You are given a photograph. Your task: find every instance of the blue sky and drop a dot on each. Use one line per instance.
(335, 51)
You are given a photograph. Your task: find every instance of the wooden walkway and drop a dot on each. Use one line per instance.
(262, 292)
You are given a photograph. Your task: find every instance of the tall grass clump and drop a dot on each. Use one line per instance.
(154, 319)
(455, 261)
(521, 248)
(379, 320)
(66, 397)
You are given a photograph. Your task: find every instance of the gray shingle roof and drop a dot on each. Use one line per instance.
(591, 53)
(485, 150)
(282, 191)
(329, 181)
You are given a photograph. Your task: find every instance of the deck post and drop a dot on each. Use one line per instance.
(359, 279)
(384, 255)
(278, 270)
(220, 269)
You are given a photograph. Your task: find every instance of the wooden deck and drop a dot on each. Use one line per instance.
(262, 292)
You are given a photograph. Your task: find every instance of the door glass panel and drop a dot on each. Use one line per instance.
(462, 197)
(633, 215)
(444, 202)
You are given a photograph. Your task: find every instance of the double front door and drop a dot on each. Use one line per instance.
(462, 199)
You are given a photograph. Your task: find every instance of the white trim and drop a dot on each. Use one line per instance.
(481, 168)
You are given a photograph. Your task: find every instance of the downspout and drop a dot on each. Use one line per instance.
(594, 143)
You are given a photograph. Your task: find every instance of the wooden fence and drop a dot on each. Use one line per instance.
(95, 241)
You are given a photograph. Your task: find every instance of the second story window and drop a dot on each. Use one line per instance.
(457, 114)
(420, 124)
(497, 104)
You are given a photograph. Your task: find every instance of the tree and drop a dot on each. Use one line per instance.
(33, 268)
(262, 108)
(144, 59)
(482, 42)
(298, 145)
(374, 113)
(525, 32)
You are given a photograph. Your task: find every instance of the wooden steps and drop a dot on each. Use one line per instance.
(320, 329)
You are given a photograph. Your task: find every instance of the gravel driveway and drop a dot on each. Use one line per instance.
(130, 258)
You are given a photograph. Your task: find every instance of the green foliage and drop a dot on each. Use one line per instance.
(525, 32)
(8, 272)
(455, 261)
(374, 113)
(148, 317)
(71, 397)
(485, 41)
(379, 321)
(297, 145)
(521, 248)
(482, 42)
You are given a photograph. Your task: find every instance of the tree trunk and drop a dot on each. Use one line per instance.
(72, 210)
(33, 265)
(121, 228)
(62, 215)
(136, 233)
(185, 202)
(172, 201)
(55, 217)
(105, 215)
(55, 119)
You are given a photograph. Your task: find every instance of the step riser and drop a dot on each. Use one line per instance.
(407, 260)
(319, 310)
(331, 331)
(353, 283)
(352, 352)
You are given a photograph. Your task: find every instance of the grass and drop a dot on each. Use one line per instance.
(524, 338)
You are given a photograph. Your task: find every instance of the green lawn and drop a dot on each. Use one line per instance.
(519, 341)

ABOUT THIS TASK:
Repeat exactly the lines from the one containing "of the grass" through the last line of the records above, both included, and nothing else.

RESPONSE TO THIS EXERCISE:
You are given a photograph. Your task: find every instance of the grass and drop a dot on each. Use one line per instance.
(524, 338)
You are given a photograph. Your task: find every instance of the green lawn and drop a dot on each. Use one line per instance.
(519, 341)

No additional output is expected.